• EXCERTO DO TEXTO:
Mas um segundo telegrama diplomático investigado pelas autoridades brasileiras, trocado em maio de 2014, entre o embaixador brasileiro em Lisboa e o ministro brasileiro dos Negócios Estrangeiros, analisa a privatização da EGF. E nele, o embaixador Mário Vivalva destaca que as empresas brasileiras Odebrecht e Solvi, em parceria com o grupo português Visabeira, tinham interesse no negócio. A atenção teria gerado “simpatia dos formadores de opinião em Portugal”. É depois desta informação que “a ação direta de Lula em favor da Odebrecht” terá sido referida, avança o Globo.

Por causa destas notícias, e das alegadas conversas com Lula da Silva, Passos Coelho teve de fazer um desmentido claro esta segunda-feira: “A empresa brasileira que é referida não apresentou candidatura”. A garantia de negação foi mais longe e o primeiro-ministro decidiu mesmo utilizar vocabulário corrente “para que todos percebam de forma direitinha: o ex-presidente do Brasil nunca me veio meter nenhuma cunha”.

Operação Monte Branco e Caso BPN

Francisco Canas

Mais conhecido por Zé das Medalhas, Francisco Canas, antigo quadro do banco suíço UBS, é suspeito por ter montado uma rede para fugir ao fisco e branquear capitais. O esquema, considerado o maior caso de fraude fiscal e branqueamento de capitais em Portugal, surge dentro da Operação Monte Branco (o único caso pelo qual Ricardo Salgado foi constituído arguido, tendo de pagar uma caução de três milhões de euros).

Canas estaria ligado aos administradores da Akoya Asset Management, Michel Canals, Nicolas Figueiredo e José Pinto, que foram detidos em maio de 2012 no âmbito deste processo. É que, através daquela empresa gestora de fortunas, a rede (que funcionaria entre Portugal, Cabo Verde e Suíça) incluiria um esquema de lavagem de dinheiro para os clientes portugueses, utilizada por pessoas influentes. Canas faria com que dinheiro não declarado em Portugal chegasse à Akoya Asset Management, a tal empresa de gestão de fortunas. Daí, o dinheiro regressava a Portugal já sem pagar impostos, através do Banco Português de Negócios (BPN). Outro dos grandes casos em investigação em Portugal.

Segundo o DCIAP, o caso começou a ser investigado “tendo por base factos identificados na investigação do caso BPN”, tendo sido detetados fluxos financeiros, ocorridos entre 2006 e 2012, que atingem cerca de 200 milhões de euros.

É aqui que entra a Bento Pedroso Construções, sucursal portuguesa da Odebrecht. A empresa era cliente de Francisco Canas e, através deste esquema de lavagem de dinheiro, terá movimentado, pelo menos, 6,1 milhões de euros.

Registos
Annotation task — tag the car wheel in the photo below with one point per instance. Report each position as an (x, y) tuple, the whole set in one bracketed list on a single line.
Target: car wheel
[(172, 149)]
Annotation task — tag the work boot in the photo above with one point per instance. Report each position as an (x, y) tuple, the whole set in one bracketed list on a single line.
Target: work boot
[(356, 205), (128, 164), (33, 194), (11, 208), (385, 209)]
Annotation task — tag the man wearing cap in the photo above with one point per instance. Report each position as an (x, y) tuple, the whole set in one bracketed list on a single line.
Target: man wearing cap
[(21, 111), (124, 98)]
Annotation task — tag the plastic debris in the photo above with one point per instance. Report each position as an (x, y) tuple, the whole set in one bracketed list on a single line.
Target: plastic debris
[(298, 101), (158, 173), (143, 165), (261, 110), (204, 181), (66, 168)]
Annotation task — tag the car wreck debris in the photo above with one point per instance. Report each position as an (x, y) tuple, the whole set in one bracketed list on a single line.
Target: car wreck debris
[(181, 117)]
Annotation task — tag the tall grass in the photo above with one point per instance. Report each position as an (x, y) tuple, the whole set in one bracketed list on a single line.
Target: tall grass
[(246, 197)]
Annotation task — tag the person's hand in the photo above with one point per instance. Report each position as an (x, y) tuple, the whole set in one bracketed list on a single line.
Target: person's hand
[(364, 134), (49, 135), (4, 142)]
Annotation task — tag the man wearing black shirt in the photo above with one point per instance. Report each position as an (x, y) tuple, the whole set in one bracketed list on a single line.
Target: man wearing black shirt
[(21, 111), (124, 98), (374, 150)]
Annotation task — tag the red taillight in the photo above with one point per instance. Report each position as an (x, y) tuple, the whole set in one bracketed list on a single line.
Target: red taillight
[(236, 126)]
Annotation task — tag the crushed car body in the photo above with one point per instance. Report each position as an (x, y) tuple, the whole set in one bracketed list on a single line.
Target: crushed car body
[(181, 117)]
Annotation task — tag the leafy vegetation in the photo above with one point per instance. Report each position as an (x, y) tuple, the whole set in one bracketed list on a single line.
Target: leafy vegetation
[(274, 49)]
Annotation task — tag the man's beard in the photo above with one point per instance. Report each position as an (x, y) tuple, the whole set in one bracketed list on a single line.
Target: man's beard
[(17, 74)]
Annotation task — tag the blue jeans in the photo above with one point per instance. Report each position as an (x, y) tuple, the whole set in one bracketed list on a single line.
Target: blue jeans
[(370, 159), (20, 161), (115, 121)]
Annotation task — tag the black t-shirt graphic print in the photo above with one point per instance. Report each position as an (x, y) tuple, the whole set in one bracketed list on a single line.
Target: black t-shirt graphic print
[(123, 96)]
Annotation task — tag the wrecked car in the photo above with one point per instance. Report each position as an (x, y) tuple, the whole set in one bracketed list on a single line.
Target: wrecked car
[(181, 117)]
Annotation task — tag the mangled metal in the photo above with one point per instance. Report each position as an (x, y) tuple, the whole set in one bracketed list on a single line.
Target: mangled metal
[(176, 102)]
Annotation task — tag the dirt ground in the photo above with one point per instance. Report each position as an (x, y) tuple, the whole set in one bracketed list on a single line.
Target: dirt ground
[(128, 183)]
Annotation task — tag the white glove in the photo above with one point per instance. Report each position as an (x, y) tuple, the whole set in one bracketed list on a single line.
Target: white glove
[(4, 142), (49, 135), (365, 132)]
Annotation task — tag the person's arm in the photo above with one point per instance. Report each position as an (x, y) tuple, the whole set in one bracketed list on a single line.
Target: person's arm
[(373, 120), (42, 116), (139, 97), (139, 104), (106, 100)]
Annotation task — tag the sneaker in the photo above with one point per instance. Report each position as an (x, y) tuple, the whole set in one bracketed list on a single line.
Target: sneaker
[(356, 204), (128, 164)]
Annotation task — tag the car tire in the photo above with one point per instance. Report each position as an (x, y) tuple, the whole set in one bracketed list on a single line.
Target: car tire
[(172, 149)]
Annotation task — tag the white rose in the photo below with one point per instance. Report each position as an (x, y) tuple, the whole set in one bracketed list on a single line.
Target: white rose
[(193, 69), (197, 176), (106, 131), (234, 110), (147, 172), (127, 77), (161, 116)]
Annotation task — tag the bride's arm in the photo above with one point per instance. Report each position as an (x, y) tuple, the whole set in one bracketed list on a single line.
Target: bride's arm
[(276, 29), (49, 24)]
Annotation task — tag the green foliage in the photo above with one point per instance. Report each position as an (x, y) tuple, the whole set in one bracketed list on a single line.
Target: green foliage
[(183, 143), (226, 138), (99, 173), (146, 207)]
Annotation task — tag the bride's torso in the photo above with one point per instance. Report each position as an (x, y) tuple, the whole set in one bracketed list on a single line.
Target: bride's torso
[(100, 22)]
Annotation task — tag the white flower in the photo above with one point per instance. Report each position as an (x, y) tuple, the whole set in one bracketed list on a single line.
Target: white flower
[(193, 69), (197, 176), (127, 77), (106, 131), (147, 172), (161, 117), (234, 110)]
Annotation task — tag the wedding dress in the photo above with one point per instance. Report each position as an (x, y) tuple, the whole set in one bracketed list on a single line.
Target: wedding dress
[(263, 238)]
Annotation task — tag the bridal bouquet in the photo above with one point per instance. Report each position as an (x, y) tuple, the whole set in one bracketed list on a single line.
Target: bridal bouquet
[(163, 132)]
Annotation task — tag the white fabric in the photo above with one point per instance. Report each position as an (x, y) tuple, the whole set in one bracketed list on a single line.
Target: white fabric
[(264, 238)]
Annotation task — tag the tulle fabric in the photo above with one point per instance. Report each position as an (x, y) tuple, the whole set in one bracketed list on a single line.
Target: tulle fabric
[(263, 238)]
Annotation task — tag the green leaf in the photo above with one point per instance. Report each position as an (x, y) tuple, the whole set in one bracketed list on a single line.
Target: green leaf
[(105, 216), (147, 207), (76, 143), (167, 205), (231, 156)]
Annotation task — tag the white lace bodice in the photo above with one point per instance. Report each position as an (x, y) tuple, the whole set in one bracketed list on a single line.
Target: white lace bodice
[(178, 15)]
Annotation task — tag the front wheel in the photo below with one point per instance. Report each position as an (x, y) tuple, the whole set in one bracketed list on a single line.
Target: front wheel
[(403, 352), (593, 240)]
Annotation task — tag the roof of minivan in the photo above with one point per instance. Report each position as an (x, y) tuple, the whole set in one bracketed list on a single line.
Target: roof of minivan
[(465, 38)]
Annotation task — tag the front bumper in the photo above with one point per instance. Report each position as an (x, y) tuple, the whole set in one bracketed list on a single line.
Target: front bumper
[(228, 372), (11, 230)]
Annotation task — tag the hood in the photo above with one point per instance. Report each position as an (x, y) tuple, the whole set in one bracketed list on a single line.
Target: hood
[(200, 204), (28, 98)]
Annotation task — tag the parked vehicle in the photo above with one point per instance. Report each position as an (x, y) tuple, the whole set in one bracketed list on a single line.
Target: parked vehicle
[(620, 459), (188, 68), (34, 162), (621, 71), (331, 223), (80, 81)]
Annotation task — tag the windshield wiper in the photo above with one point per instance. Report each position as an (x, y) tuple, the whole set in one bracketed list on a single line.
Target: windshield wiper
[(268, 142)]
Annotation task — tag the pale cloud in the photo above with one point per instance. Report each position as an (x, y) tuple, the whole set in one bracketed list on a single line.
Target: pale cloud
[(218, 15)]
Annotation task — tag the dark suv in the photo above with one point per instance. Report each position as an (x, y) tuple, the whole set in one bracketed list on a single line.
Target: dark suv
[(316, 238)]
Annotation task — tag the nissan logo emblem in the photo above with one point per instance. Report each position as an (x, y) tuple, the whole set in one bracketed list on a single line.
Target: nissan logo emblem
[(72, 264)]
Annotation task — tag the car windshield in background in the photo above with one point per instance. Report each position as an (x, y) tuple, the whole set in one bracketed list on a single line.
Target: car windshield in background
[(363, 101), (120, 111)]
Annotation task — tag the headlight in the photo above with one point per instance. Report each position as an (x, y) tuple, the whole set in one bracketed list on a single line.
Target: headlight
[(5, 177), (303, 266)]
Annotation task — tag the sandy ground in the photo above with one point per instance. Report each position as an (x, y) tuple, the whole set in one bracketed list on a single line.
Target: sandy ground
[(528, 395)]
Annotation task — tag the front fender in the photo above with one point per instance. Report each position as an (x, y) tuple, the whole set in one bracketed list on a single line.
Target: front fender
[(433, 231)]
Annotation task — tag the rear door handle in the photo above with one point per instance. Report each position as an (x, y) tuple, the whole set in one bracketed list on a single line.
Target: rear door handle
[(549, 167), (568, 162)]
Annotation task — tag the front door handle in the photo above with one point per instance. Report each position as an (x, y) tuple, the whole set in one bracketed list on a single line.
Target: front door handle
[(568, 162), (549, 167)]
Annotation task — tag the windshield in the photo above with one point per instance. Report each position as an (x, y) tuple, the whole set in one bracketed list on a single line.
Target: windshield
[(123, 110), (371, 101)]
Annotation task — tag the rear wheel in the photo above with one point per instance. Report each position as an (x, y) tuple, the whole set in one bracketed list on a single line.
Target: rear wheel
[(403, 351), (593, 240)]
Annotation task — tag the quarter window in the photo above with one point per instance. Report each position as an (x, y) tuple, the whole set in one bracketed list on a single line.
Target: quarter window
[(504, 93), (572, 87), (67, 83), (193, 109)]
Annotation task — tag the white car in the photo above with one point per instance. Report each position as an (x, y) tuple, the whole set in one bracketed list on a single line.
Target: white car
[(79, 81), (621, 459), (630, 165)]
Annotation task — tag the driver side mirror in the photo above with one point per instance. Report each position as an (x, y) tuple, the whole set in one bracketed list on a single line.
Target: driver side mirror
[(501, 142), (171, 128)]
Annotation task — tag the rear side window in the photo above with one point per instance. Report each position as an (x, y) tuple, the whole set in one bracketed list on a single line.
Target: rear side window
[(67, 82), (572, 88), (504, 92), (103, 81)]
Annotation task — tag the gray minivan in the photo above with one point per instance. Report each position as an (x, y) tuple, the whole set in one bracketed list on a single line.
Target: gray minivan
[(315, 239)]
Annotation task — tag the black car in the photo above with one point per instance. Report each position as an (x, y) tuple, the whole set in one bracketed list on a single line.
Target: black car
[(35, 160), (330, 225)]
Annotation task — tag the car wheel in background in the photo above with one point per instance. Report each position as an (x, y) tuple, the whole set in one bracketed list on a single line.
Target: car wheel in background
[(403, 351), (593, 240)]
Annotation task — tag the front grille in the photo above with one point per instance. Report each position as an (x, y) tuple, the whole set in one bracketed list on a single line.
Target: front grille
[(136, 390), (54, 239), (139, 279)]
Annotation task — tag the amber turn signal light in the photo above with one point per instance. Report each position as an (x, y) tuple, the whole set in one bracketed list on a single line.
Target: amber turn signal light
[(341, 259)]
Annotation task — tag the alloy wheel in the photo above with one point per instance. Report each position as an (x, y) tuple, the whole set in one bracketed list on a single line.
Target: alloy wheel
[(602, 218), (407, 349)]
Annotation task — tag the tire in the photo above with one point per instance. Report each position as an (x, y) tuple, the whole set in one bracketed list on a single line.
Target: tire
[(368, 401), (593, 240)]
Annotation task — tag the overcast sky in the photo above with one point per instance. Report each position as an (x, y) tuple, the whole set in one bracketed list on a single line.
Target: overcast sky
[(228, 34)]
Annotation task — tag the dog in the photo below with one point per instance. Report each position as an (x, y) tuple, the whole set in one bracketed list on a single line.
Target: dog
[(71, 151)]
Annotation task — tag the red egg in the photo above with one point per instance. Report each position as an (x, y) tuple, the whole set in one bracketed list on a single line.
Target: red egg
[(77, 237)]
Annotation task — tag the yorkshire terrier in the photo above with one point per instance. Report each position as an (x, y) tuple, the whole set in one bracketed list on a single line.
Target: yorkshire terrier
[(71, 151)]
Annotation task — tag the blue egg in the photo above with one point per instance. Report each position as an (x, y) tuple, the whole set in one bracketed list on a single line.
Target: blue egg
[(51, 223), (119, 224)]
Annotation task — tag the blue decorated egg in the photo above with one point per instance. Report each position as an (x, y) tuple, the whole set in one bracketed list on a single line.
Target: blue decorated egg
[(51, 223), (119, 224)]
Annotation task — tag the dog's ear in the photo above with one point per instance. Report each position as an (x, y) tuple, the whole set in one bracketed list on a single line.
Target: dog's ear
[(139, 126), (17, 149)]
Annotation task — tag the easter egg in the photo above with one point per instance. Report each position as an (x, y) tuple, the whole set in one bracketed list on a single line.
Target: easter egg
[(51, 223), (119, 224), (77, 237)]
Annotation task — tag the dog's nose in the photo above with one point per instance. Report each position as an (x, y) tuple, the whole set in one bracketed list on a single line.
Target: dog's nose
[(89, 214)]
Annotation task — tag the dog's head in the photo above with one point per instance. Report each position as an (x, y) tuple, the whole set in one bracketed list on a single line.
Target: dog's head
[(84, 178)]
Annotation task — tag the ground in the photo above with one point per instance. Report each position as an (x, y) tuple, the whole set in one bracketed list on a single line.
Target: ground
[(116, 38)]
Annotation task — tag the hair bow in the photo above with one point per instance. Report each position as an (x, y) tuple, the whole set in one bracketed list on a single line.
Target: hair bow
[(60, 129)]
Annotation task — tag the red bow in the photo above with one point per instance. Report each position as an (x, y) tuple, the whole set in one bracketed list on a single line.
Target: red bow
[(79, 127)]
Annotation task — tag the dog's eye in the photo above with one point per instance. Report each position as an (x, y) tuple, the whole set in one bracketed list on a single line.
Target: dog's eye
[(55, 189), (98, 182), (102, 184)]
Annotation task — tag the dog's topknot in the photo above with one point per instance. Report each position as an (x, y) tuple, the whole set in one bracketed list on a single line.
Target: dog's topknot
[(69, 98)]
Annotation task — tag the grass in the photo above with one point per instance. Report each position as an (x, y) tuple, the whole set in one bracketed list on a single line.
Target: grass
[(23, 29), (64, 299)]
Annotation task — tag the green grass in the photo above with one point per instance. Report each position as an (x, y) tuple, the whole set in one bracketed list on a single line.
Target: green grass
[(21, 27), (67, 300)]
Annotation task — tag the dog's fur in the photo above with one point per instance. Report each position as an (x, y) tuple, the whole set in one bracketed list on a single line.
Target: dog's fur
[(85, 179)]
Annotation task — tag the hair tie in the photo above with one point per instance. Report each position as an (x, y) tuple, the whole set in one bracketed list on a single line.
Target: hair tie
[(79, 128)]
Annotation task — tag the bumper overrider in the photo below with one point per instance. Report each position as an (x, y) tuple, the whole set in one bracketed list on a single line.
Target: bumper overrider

• INSTRUÇÕES:
1. Resuma em duas frases o texto sobre a Odebrecht em Portugal.
2. Transcreva do texto sobre a Odebrecht em Portugal tudo o que vai desde "Segundo o DCIAP, o" até "200 milhões de euros.", inclusive.

• RESPOSTAS AO EXERCÍCIO:
1. Um telegrama diplomático de maio de 2014 refere o interesse da Odebrecht e da Solvi, em parceria com a Visabeira, na privatização da EGF, e Passos Coelho negou que a empresa tivesse apresentado candidatura ou que Lula lhe tivesse metido uma cunha. O texto descreve ainda a rede de branqueamento de capitais que Francisco Canas é suspeito de ter montado, no âmbito da Operação Monte Branco, através da qual a Bento Pedroso Construções, sucursal portuguesa da Odebrecht, terá movimentado pelo menos 6,1 milhões de euros.

2.
Segundo o DCIAP, o caso começou a ser investigado “tendo por base factos identificados na investigação do caso BPN”, tendo sido detetados fluxos financeiros, ocorridos entre 2006 e 2012, que atingem cerca de 200 milhões de euros.